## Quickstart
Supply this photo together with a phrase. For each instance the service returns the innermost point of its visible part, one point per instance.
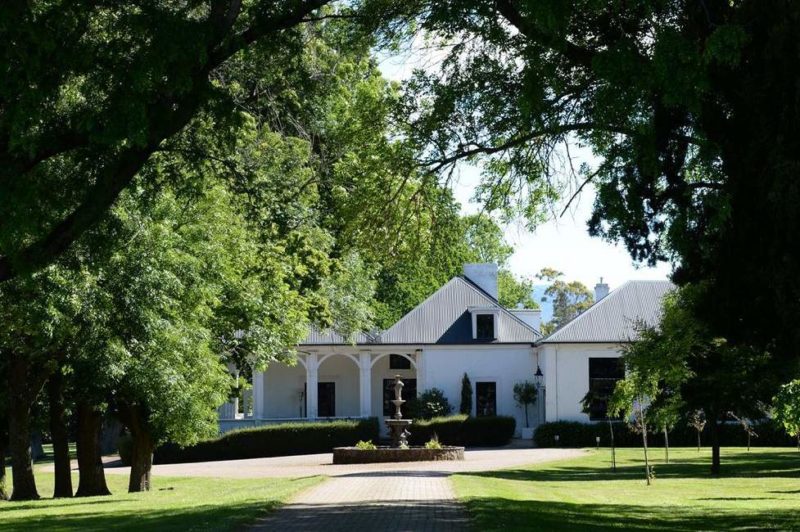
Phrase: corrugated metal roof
(444, 318)
(614, 318)
(330, 337)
════
**문제 설명:**
위의 기록 전부를 한 글자도 바꾸지 말고 그대로 옮겨 쓰되, 그림은 답에 넣지 마세요.

**전체 출력:**
## Quickstart
Supply this photo together with a phrase. For each instance the service returns the innermost point of its visible part, one point per instance.
Phrase: corrugated metal roof
(444, 318)
(614, 318)
(330, 337)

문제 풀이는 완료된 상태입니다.